__Written request__:
Copy the line containing "the bush, each", then all lines after it up to and including the final line of the material, exactly and without additions.

(Point labeling dataset excerpts)
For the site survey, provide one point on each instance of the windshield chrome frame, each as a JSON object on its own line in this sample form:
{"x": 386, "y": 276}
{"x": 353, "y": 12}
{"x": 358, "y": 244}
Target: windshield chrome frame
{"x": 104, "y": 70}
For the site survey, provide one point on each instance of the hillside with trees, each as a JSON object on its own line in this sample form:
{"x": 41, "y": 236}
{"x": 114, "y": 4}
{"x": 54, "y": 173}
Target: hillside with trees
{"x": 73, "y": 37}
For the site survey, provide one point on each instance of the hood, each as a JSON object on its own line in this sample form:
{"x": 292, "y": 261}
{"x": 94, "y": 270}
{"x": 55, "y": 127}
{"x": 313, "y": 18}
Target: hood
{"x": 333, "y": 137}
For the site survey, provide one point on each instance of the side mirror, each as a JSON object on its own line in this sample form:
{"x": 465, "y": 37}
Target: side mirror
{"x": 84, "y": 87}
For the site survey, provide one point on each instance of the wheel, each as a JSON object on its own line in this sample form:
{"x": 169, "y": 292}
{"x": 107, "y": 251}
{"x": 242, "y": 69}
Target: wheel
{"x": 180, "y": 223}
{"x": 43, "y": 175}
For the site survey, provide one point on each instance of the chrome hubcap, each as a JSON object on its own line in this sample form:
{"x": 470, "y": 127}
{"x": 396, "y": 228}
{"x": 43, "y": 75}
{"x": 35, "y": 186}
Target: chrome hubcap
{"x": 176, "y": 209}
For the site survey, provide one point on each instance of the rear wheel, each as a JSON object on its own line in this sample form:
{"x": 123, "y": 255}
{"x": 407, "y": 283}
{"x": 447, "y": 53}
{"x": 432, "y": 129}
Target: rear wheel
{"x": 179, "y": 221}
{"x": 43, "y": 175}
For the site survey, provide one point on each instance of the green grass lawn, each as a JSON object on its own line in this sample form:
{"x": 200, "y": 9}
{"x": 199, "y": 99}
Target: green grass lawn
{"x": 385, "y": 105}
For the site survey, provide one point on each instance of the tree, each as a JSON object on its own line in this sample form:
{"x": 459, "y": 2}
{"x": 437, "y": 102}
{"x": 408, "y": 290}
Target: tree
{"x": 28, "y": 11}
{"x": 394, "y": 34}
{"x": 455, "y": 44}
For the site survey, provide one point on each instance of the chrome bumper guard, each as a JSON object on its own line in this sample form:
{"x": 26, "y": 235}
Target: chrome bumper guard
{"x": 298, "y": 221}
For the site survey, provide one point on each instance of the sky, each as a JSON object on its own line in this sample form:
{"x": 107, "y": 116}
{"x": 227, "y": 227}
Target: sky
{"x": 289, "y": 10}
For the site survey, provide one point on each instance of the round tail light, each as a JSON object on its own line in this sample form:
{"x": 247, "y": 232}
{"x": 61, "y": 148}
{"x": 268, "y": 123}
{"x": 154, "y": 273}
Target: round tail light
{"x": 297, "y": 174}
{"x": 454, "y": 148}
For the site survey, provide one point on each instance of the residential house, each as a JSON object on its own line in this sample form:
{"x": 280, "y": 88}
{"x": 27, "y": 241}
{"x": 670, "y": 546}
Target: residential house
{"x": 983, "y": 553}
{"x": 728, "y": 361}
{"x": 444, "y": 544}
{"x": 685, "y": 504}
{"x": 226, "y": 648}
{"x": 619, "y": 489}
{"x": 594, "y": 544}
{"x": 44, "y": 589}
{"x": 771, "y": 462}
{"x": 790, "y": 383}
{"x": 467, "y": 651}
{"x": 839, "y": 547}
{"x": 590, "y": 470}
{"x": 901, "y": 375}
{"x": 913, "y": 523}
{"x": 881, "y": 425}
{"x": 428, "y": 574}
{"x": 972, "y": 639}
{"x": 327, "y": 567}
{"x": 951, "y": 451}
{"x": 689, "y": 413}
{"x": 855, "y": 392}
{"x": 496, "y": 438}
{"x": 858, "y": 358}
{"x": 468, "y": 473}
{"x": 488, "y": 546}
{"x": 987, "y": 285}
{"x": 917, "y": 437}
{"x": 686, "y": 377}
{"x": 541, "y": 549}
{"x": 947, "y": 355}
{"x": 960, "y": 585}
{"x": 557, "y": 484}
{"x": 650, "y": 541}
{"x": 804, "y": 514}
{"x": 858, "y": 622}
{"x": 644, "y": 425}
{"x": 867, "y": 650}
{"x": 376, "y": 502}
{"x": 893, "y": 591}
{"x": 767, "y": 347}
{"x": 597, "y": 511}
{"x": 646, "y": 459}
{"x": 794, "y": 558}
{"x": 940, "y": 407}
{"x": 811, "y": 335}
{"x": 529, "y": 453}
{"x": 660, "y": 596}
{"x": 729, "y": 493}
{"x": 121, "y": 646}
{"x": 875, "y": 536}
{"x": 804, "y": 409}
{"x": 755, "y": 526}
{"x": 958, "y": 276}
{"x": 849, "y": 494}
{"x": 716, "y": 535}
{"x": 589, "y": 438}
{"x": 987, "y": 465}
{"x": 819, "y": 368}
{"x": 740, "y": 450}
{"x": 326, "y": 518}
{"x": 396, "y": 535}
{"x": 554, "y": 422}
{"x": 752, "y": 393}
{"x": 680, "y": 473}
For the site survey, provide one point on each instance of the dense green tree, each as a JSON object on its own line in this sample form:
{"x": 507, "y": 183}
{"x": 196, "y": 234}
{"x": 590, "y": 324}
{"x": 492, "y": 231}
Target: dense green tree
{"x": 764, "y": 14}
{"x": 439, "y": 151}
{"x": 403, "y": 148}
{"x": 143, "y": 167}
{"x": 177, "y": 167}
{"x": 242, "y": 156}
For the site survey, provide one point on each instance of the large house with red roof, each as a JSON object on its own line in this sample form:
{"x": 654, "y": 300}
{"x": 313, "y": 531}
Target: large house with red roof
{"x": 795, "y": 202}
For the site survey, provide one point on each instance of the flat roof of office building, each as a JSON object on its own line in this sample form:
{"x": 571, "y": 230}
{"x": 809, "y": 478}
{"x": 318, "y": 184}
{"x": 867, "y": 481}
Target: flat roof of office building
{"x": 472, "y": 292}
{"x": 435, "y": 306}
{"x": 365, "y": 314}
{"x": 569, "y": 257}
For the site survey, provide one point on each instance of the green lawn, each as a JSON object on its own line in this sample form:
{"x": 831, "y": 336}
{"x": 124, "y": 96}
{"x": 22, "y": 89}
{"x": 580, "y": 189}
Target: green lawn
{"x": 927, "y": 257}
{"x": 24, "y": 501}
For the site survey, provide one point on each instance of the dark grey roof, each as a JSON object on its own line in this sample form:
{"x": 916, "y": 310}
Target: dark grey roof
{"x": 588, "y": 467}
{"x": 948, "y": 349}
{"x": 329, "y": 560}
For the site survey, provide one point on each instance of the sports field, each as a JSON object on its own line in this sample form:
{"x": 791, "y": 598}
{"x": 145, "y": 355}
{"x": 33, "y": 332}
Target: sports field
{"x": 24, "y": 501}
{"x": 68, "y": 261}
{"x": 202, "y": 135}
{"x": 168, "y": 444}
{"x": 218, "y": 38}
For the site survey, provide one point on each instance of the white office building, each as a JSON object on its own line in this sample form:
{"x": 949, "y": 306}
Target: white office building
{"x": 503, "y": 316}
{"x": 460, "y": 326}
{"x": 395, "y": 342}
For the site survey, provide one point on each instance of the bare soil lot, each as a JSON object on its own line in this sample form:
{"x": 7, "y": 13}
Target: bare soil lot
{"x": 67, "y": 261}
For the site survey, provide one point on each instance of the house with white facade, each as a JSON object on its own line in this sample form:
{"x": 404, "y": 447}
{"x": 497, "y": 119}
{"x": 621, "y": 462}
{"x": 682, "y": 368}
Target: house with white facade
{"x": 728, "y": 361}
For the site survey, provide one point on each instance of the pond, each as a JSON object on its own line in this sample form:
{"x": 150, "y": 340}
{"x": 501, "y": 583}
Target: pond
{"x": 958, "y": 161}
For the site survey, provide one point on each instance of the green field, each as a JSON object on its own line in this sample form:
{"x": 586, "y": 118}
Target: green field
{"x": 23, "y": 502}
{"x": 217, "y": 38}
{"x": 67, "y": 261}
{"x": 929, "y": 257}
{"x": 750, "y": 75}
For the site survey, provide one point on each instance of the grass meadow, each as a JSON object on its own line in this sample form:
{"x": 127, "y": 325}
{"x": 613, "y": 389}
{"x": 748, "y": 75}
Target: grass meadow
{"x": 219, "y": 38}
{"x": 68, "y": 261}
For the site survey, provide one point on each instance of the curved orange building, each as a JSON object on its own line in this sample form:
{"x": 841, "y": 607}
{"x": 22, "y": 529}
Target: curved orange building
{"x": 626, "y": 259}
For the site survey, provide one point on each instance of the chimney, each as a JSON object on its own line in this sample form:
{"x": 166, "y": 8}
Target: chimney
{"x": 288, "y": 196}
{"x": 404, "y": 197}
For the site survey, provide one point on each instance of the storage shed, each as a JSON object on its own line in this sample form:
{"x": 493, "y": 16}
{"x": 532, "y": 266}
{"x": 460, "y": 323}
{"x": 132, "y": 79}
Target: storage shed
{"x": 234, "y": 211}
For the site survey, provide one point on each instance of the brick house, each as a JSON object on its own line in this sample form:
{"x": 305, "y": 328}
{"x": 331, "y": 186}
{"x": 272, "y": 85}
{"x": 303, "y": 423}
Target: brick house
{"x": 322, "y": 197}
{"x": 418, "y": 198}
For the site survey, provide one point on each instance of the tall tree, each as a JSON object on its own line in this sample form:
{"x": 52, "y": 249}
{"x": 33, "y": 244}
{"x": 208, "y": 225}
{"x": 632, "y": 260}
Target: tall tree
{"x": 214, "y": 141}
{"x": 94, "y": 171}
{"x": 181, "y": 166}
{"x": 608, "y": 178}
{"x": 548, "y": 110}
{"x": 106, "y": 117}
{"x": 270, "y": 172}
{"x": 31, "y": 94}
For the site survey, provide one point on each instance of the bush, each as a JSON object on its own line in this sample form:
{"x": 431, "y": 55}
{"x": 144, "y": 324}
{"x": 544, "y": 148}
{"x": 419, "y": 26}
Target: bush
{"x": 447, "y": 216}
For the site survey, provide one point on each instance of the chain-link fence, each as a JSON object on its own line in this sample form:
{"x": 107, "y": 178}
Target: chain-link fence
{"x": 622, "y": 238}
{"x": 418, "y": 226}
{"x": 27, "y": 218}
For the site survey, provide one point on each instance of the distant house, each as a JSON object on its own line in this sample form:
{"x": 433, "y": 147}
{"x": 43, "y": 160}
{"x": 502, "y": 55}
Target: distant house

__The output__:
For the site survey, provide one point on each instance of the bush, each as a JSON object on its own line in this sample form:
{"x": 431, "y": 55}
{"x": 144, "y": 324}
{"x": 544, "y": 148}
{"x": 419, "y": 26}
Target: bush
{"x": 447, "y": 216}
For the site survey, provide one point on each instance of the chain-link fence, each as a JSON object on its own line in this sample form:
{"x": 107, "y": 178}
Target: chain-link fence
{"x": 622, "y": 238}
{"x": 418, "y": 226}
{"x": 27, "y": 218}
For the site survey, provide one point on each instance of the distant house, each as a JSON object on its own line in this sample form:
{"x": 433, "y": 147}
{"x": 43, "y": 160}
{"x": 502, "y": 55}
Target: distant house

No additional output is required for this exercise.